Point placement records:
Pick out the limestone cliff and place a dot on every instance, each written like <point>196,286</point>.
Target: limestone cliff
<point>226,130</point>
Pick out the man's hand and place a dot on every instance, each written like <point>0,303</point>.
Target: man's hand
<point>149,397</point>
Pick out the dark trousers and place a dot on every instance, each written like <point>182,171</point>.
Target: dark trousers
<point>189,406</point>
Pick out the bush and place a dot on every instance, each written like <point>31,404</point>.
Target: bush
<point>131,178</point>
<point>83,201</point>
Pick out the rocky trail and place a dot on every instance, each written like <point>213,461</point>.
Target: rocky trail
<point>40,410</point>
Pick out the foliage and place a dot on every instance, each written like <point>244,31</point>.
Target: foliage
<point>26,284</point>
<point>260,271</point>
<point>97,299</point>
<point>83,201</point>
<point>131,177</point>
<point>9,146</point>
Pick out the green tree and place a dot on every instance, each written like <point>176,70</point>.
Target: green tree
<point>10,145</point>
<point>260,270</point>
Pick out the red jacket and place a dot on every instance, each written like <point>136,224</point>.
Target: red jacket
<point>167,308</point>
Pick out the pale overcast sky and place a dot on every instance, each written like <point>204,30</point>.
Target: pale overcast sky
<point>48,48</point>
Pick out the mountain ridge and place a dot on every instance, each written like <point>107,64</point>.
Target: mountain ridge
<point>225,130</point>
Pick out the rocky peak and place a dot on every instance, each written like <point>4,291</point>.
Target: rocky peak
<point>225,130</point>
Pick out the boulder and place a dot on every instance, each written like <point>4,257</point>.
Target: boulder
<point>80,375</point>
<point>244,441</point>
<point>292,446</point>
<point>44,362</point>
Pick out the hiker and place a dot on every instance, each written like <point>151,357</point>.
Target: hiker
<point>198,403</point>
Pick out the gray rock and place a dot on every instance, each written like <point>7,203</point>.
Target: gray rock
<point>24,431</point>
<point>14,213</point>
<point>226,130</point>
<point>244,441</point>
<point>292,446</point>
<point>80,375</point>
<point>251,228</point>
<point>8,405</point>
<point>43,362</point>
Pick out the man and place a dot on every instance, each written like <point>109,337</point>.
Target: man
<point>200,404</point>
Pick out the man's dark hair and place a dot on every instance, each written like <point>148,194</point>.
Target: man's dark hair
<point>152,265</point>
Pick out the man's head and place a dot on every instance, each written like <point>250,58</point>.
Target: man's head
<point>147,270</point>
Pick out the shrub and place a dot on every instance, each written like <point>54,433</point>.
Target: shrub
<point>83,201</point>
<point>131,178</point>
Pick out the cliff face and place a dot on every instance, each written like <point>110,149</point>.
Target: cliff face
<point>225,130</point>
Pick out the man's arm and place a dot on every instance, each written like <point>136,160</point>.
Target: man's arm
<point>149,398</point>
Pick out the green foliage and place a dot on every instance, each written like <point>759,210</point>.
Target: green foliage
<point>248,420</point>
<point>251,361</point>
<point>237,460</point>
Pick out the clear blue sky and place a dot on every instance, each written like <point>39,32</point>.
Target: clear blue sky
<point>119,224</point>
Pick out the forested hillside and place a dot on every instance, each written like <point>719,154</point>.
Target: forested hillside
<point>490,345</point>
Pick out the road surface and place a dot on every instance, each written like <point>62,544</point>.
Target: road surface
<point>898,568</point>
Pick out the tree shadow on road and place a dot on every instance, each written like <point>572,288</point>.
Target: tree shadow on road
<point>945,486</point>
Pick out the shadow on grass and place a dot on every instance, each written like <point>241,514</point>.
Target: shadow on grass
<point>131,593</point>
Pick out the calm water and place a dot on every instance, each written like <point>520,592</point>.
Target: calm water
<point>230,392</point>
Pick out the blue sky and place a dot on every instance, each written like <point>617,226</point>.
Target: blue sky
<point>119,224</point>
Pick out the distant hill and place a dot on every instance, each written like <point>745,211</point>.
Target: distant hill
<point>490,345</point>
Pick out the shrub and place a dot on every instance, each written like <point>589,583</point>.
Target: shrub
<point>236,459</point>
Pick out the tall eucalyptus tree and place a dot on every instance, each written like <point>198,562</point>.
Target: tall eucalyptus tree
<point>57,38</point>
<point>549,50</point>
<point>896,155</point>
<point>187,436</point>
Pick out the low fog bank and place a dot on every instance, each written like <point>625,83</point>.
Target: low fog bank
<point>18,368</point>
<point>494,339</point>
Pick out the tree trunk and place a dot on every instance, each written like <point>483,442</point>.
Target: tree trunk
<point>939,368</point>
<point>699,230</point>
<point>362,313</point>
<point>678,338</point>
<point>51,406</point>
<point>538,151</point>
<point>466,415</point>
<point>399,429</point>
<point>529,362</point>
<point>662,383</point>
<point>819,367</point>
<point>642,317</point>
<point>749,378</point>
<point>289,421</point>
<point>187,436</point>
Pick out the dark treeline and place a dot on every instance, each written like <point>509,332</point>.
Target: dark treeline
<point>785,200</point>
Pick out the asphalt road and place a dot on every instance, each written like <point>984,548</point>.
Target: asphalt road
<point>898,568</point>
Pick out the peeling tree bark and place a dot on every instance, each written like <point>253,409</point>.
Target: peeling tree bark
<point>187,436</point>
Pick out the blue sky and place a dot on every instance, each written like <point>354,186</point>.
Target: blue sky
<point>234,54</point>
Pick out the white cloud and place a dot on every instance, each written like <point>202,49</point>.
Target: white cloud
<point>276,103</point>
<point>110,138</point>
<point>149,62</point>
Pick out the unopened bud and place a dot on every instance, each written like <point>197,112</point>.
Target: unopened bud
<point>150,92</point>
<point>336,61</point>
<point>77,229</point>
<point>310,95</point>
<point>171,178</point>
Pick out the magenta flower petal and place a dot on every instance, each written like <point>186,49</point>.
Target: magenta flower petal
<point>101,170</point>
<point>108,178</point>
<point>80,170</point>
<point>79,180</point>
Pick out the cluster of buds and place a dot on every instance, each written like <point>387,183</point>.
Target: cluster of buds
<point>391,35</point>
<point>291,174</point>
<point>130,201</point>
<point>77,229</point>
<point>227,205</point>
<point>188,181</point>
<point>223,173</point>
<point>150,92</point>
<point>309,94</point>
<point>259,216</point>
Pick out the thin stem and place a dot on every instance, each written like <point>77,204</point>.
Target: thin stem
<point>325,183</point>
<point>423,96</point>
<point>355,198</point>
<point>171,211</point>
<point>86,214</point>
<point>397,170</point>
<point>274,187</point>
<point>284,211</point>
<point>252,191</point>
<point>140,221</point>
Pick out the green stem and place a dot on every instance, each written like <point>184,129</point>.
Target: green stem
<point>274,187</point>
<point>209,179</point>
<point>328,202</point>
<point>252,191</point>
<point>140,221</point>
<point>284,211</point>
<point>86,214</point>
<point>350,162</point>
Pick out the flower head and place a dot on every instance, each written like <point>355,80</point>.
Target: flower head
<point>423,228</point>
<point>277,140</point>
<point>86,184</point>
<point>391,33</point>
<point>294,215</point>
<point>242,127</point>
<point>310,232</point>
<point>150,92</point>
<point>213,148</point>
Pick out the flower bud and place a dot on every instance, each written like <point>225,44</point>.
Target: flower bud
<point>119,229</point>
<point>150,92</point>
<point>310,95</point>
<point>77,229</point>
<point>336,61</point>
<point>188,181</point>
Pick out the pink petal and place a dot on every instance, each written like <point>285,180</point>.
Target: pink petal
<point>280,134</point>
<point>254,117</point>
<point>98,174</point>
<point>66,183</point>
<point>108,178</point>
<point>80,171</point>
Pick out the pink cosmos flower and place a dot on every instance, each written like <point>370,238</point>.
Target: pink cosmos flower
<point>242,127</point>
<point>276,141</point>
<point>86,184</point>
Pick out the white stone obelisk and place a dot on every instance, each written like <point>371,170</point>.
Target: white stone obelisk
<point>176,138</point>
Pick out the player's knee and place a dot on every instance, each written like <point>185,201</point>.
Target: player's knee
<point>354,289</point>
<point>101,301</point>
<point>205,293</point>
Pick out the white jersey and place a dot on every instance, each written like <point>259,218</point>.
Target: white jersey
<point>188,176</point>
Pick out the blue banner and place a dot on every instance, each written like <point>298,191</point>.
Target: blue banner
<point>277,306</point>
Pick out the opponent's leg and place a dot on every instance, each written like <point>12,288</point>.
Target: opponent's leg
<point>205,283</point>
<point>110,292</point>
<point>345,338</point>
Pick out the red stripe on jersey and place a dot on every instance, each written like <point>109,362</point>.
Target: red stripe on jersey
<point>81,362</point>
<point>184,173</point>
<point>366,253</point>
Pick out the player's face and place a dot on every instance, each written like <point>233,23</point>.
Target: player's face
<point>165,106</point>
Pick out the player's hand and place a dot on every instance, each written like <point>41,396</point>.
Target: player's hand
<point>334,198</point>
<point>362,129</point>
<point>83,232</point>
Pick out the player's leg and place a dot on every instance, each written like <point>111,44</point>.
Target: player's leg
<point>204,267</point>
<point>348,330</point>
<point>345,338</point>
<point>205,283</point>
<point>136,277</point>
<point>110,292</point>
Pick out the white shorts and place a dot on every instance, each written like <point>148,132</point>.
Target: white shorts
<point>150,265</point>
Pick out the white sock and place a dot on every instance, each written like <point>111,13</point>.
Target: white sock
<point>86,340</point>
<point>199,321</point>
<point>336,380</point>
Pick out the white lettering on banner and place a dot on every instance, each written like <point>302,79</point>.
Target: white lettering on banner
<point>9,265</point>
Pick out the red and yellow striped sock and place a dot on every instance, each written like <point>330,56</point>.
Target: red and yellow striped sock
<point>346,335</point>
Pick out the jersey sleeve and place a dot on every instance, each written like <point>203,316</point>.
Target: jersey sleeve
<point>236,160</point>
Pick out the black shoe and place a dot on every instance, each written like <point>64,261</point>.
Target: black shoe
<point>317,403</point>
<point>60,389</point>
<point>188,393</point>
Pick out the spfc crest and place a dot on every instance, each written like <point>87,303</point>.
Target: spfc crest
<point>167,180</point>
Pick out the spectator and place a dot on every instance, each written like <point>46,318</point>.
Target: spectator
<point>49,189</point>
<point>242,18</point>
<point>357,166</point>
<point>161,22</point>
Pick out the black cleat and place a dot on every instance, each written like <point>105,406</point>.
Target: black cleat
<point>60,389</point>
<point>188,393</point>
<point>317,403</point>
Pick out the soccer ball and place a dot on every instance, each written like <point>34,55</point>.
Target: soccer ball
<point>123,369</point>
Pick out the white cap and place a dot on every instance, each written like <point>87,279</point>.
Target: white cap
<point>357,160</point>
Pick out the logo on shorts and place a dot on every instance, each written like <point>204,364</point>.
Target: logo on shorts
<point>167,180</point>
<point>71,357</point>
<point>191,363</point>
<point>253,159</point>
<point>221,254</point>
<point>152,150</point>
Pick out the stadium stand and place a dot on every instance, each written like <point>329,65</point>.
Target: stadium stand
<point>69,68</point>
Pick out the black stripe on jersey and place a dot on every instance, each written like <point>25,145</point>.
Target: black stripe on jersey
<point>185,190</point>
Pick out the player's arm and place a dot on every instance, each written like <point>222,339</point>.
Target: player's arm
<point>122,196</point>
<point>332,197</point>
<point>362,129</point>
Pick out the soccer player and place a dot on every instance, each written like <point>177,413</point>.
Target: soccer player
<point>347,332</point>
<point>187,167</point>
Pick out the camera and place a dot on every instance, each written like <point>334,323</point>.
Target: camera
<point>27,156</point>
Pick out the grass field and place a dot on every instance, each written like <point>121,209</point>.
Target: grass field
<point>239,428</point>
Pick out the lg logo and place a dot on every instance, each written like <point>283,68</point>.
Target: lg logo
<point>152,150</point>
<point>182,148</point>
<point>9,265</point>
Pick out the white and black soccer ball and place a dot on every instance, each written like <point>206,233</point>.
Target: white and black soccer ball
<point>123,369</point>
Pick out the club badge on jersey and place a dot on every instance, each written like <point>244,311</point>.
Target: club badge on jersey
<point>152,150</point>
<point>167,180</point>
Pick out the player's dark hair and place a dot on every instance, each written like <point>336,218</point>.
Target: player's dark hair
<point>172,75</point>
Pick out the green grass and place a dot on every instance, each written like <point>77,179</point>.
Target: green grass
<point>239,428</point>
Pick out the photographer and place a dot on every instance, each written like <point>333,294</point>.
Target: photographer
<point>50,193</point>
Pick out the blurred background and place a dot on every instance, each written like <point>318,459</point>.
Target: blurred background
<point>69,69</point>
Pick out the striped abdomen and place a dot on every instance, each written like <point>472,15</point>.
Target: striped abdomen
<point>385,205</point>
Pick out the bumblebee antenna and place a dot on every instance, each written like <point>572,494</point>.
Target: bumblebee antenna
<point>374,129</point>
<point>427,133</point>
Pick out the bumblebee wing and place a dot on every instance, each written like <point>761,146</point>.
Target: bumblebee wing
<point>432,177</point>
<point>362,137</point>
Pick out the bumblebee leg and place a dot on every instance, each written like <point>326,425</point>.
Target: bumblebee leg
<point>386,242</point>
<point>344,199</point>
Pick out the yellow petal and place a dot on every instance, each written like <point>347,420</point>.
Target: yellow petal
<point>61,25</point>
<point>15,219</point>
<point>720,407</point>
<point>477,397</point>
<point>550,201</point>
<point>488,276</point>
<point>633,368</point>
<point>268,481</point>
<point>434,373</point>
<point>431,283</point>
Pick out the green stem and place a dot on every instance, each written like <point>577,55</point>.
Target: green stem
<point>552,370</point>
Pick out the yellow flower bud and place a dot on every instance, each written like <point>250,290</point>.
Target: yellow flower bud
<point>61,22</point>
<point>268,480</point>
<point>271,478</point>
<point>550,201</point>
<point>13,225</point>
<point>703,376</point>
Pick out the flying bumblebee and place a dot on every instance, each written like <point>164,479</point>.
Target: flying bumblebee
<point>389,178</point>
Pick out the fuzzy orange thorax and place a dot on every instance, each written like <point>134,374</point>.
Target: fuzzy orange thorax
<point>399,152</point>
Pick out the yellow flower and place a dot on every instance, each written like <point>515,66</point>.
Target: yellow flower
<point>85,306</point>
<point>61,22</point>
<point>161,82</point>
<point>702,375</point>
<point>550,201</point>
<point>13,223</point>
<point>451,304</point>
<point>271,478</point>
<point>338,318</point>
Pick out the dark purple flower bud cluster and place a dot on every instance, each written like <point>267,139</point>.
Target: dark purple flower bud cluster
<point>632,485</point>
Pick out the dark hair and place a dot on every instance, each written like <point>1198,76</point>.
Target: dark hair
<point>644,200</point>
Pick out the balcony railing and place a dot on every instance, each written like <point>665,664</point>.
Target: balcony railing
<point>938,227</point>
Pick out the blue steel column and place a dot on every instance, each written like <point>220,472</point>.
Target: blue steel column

§ SET PROBLEM:
Please put the lines from the one with "Pick out the white jersey" to the one with "<point>150,265</point>" into a numbered list, leaving out any blank lines.

§ REPLY:
1. Pick out the white jersey and place a dot on every instance, each written like <point>259,218</point>.
2. Target: white jersey
3. <point>188,176</point>
4. Pick out the blue banner and place a dot on every instance, each written like <point>298,191</point>.
5. Target: blue banner
6. <point>277,306</point>
7. Pick out the opponent's leg and place a dot on every instance, each written like <point>12,288</point>.
8. Target: opponent's leg
9. <point>205,283</point>
10. <point>110,292</point>
11. <point>345,338</point>
12. Pick out the red stripe on jersey and place a dot on every instance, each written like <point>109,362</point>.
13. Target: red stripe on jersey
14. <point>81,362</point>
15. <point>184,173</point>
16. <point>366,253</point>
17. Pick out the player's face and place a dot on every instance, each written like <point>233,23</point>.
18. Target: player's face
19. <point>165,106</point>
20. Pick out the player's hand and place a dot on every instance, each written like <point>41,396</point>.
21. Target: player's hand
22. <point>334,198</point>
23. <point>362,129</point>
24. <point>83,232</point>
25. Pick out the player's leg and place a dot on every instance, each written like <point>111,44</point>.
26. Target: player's leg
27. <point>204,267</point>
28. <point>348,330</point>
29. <point>345,338</point>
30. <point>205,283</point>
31. <point>136,277</point>
32. <point>110,292</point>
33. Pick out the white shorts and place a dot on every instance, each written like <point>148,132</point>.
34. Target: white shorts
35. <point>150,265</point>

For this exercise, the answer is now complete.